**REQUIREMENT 1:**
Show every line of the entries below that contains the string "truck".

-- -- --

Is my understanding right?

In my case what I need to store together is a map and a pointer (
dataset region reference ) . I need to store only one reference along
with entire map contents . How can I achieve this . Any suggestions ?

Regards,
Ramakrishnan

···

-----Original Message-----
From: Quincey Koziol [mailto:koziol@hdfgroup.org]
Sent: Wednesday, April 30, 2008 12:01 AM
To: Ramakrishnan Iyer
Cc: hdf-forum@hdfgroup.org; HDF Helpdesk
Subject: Re: [hdf-forum] Best way of representing C++ containers in hdf5

Hi Ramakrishnan,

On Apr 29, 2008, at 7:31 AM, Ramakrishnan Iyer wrote:

All,

I need to store C++ containers like maps , vectors into hdf5 . One
method is to use variable length datatypes . To my knowledge too
much use of variable length datatype effects the performance . Is
there a better way to do this ?

  Most (all?) C++ containers allow you to determine the number of

objects within them. You could always use that count to define a
dataspace dimension and then store the objects as elements of the
dataset...

  Quincey

----------------------------------------------------------------------
This mailing list is for HDF software users discussion.
To subscribe to this list, send a message to
hdf-forum-subscribe@hdfgroup.org.

-- -- --

**REQUIREMENT 2:**
Continue the mailing-list thread above about storing C++ containers in HDF5, picking up after its last line.

**RECORD LIST:**

-- -- --

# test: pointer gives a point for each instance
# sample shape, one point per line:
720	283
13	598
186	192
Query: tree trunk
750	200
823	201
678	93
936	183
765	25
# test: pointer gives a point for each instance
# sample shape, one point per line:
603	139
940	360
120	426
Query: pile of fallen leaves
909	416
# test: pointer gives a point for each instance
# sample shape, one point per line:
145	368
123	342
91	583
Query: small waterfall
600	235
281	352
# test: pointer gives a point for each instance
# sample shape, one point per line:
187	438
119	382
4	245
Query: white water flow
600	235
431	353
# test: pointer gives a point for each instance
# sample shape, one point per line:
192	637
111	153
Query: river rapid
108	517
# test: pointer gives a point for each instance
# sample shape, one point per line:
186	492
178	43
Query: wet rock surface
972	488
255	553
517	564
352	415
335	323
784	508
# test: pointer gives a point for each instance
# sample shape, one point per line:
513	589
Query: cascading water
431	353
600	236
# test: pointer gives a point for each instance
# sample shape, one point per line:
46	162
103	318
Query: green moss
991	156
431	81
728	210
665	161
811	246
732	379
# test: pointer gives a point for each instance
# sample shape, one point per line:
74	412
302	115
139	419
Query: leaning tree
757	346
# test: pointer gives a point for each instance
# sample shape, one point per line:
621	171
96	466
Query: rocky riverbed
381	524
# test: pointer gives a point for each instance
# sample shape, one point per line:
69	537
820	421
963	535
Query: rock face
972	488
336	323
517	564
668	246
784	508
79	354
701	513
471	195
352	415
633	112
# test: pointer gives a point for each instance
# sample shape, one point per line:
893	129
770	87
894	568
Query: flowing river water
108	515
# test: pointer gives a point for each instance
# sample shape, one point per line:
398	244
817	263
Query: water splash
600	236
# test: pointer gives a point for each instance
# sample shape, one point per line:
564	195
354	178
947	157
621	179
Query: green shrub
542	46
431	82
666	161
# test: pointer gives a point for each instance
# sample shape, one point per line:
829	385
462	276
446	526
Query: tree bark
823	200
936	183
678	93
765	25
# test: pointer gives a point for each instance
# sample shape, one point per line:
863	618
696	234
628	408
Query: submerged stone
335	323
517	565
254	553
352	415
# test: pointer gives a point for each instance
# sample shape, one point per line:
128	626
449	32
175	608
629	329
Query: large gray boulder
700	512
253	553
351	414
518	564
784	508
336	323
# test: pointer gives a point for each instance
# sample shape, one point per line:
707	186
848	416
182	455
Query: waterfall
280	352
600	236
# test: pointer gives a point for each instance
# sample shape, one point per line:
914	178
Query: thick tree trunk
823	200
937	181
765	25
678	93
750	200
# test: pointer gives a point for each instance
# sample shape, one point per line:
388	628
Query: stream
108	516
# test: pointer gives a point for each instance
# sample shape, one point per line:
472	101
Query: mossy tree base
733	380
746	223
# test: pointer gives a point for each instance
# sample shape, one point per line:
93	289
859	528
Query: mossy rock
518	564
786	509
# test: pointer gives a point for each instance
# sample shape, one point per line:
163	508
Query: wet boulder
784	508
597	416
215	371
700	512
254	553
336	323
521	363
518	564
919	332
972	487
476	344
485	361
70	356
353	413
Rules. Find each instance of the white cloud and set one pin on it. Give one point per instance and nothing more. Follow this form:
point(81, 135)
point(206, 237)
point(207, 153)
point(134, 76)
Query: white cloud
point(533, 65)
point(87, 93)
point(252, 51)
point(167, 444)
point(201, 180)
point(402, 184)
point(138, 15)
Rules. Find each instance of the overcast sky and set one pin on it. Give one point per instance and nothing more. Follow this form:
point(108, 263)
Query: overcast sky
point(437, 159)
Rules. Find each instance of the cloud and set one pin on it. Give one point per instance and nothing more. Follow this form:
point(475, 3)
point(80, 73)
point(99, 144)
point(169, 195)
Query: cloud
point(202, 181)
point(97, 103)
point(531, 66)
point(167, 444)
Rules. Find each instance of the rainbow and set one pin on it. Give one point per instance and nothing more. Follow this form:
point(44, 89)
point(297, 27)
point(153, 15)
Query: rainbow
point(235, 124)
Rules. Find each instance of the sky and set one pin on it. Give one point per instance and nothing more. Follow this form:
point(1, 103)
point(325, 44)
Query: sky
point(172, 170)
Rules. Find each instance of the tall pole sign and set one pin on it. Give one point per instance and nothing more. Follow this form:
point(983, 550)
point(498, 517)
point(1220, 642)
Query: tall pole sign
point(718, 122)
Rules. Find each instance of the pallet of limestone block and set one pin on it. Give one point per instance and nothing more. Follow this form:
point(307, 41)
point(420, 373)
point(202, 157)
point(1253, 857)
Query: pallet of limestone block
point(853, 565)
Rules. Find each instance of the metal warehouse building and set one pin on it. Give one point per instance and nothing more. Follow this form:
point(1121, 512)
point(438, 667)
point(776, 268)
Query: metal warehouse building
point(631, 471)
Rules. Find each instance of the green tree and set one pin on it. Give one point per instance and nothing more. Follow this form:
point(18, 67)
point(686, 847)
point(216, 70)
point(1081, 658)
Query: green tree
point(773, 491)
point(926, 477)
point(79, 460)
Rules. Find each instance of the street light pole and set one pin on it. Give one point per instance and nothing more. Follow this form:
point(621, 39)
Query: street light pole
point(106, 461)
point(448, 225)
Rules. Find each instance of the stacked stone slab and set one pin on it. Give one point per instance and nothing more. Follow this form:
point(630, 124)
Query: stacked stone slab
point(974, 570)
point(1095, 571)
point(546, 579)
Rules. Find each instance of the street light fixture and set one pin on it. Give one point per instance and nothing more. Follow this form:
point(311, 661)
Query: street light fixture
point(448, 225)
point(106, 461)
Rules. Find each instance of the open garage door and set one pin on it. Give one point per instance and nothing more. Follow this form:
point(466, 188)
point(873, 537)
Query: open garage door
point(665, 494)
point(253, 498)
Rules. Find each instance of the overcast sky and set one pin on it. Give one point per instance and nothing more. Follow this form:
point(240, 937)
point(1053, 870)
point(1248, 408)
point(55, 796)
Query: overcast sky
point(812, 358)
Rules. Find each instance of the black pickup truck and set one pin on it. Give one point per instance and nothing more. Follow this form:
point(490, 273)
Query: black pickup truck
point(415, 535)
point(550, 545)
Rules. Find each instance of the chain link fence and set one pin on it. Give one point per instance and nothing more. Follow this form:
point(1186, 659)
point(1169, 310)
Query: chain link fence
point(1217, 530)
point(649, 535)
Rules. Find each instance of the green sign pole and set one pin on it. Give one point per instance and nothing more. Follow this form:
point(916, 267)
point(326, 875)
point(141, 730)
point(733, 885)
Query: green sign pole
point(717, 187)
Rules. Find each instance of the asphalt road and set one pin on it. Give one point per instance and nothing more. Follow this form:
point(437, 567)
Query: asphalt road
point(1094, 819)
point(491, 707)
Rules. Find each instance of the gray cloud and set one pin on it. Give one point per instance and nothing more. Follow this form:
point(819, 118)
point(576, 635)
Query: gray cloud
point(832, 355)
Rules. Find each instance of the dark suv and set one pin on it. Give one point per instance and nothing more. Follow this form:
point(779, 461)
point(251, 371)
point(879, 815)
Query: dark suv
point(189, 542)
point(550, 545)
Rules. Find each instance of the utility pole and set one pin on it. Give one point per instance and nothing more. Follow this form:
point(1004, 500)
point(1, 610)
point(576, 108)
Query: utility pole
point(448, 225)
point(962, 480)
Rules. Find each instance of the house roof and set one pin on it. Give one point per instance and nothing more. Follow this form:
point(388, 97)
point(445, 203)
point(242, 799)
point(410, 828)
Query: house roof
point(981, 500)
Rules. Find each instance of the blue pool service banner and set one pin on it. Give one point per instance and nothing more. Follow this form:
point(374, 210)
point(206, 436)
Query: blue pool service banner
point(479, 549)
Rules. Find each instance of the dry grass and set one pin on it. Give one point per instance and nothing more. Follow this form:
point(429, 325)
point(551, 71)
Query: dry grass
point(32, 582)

-- -- --

**EXERCISE RESULT 1:**
Rules. Find each instance of the black pickup truck and set one pin on it. Give one point per instance and nothing more. Follow this form:
Query: black pickup truck

**EXERCISE RESULT 2:**
To unsubscribe, send a message to hdf-forum-unsubscribe@hdfgroup.org.

Hi Ramakrishnan,

Hi Quincey ,
Consider a map ( key,value pair) having three elements . In order to
store this I can create a compound data type containing key and value
types in it . Then I need to create a two dimensional dataset , wherein
each row will give me a map entry . Since I said three elements, I can
make the dataspace dimension as three. This will be equivalent to a 2x3
matrix .

Is my understanding right?

  If you create a compound datatype that holds both the key & value, why do you need a two dimensional dataset?

In my case what I need to store together is a map and a pointer (
dataset region reference ) . I need to store only one reference along
with entire map contents . How can I achieve this . Any suggestions ?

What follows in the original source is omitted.